• SELECTED EXCERPT:
= = = = =

-
Notifications
You must be signed in to change notification settings - Fork 174
Polymorphism
As of 0.6.0, MessagePack for CLI supports polymorphism for objects and collection items.
Actually, there are 2 kinds of polymorphism: Known subtypes based polymorphism and Runtime type based polymorphism.
There are several use cases of polymorphism.
- Serialize polymorphic collections (issue #58). Sometimes you want to serialize heterogeneous collection items.
- Serialize 'rich' domain model which has own data and logic (issue #47). You can deserialize objects and invoke their virtual methods.
- Pros
- Easy to interop. Known Subtypes Based Polymorphism uses a simple format, so you can easily implement counterpart system.
- Naturally secure. You can control possible instance types via custom attributes, so there are fewer chance to inject malicious code except you also download untrusted assembly.
- Cons
- You must continuously maintain known subtype list(s).
- All types must be known at compilation time.
- Pros
- Easy to use and maintain. You just need to put some custom attributes to the members.
- You don't have to know possible subtypes at compilation time.
- Cons
- It uses native .NET type identifier based format, so it is hard to keep interoperability because other systems must interpret the information and translate them to their own type system requirement.

= = = = =

• RECORD LIST:
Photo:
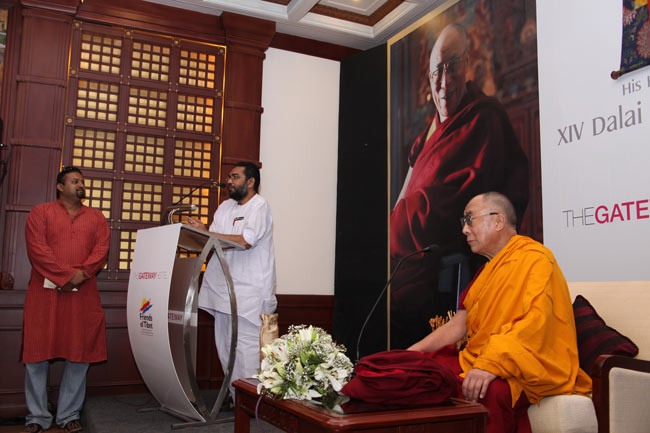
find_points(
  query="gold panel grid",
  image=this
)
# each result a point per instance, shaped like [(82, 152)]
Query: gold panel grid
[(93, 148), (150, 62), (97, 100), (100, 53), (127, 246), (144, 154), (99, 194), (197, 69), (192, 158), (200, 198), (147, 107), (141, 202), (194, 113)]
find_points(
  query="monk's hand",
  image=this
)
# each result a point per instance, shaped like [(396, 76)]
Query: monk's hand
[(476, 384), (78, 278), (192, 222)]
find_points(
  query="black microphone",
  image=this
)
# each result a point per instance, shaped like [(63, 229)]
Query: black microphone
[(433, 248)]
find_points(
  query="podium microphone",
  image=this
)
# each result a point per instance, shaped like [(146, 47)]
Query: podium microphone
[(433, 248)]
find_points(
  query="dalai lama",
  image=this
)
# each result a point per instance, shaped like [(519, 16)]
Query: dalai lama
[(469, 148)]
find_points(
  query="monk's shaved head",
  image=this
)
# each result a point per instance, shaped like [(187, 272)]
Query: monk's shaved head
[(500, 203)]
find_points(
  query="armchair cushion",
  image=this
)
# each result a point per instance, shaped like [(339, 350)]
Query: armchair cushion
[(595, 338), (563, 414)]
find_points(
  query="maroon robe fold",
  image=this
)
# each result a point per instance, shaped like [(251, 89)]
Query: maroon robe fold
[(402, 378), (472, 152), (57, 324)]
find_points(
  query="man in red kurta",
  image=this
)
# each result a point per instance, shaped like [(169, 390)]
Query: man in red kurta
[(469, 148), (67, 244), (518, 317)]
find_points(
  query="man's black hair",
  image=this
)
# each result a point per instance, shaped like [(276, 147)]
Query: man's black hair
[(60, 178), (251, 170)]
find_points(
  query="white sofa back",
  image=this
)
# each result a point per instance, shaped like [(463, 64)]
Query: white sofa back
[(623, 305)]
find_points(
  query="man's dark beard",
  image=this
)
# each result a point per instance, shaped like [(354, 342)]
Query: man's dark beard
[(237, 193)]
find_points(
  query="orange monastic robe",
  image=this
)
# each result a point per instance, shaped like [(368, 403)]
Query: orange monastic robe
[(521, 326)]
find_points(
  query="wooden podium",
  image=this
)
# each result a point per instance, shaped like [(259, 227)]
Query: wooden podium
[(162, 317)]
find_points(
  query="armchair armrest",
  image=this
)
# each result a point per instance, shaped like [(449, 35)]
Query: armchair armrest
[(620, 392)]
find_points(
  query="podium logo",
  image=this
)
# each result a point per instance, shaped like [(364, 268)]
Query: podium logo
[(146, 320), (161, 275)]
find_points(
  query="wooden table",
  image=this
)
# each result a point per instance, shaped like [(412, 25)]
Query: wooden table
[(302, 417)]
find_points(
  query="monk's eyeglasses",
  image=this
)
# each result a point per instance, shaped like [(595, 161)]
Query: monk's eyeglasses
[(450, 68), (468, 219)]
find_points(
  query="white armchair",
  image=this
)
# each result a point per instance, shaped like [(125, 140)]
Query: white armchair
[(621, 394)]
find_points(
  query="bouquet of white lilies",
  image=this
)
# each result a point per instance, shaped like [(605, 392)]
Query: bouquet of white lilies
[(304, 364)]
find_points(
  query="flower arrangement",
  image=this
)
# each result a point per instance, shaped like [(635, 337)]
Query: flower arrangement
[(304, 364)]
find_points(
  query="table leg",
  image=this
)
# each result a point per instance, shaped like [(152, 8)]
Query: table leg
[(242, 419)]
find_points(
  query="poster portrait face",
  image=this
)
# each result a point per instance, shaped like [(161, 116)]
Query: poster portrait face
[(463, 120)]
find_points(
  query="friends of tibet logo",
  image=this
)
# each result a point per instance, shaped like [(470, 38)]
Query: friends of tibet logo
[(161, 275), (607, 213), (146, 319)]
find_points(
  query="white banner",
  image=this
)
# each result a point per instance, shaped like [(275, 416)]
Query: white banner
[(595, 143)]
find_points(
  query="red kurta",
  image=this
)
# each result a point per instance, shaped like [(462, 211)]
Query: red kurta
[(57, 324), (472, 152)]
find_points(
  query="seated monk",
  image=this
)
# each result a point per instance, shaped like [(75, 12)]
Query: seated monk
[(518, 316)]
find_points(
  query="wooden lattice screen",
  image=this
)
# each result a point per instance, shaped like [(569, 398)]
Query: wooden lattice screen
[(143, 122)]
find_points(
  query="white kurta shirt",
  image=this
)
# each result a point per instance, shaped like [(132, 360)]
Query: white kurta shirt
[(252, 270)]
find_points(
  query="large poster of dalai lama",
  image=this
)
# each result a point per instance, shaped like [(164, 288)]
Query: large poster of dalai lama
[(463, 105)]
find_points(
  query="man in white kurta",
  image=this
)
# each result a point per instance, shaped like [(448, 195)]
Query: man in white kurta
[(246, 219)]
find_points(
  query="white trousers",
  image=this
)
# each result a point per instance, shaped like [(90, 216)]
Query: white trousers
[(247, 357)]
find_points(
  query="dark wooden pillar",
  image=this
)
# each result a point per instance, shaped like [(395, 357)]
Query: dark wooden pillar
[(247, 39)]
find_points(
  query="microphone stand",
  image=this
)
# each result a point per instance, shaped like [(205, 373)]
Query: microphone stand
[(430, 248)]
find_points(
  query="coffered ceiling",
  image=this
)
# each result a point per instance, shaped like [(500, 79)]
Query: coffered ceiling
[(360, 24)]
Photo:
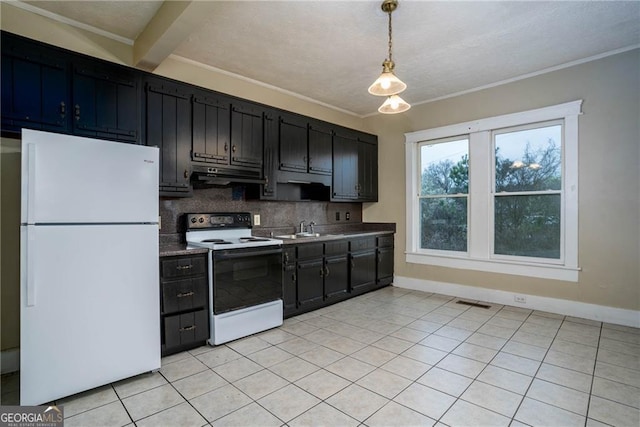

= = = = =

• WHAT YOU NEED TO DO:
Reproduce the MessagePack polymorphism text starting at the words "- Serialize 'rich'" and ending after the words "implement counterpart system.". Rely only on the MessagePack polymorphism text, not on the material.

• COMPLETED EXERCISE:
- Serialize 'rich' domain model which has own data and logic (issue #47). You can deserialize objects and invoke their virtual methods.
- Pros
- Easy to interop. Known Subtypes Based Polymorphism uses a simple format, so you can easily implement counterpart system.